Supplied data: Begin

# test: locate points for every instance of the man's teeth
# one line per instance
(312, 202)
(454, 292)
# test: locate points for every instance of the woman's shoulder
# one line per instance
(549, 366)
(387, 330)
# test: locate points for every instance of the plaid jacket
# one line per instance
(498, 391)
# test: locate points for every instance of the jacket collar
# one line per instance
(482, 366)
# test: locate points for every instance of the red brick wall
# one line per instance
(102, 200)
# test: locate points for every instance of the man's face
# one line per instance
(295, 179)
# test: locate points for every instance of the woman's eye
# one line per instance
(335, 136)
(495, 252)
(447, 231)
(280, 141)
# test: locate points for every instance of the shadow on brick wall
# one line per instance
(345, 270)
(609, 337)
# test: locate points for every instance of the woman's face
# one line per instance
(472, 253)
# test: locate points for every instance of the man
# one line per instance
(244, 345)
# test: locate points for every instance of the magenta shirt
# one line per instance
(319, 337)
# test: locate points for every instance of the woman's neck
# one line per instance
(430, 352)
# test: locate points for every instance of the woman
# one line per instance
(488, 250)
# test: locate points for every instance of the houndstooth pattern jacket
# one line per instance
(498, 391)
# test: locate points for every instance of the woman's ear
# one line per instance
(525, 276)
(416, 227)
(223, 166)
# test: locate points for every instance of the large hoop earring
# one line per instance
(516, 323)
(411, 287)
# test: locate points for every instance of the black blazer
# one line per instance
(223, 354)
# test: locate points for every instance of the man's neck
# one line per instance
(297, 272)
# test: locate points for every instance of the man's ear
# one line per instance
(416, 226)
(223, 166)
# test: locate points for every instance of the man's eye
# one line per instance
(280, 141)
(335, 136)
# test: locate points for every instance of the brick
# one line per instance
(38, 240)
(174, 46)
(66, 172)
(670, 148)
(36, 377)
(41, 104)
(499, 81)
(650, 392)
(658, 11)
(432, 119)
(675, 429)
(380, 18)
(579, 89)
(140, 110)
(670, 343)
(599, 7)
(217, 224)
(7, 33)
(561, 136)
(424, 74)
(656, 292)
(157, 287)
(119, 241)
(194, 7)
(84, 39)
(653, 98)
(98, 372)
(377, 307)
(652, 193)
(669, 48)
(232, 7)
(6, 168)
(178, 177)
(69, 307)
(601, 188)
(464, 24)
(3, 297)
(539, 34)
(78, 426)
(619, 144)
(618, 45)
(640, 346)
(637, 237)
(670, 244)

Supplied data: End

Sift through the entries and copy every line with "woman".

--- Reply ---
# test: locate points for every instance of the woman's shoulder
# test: locate points for every instance of the woman's eye
# test: locate points for every instance of the woman's face
# test: locate points for every instance of the woman's neck
# test: locate points for every instance of the woman
# test: locate points for every instance of the woman's ear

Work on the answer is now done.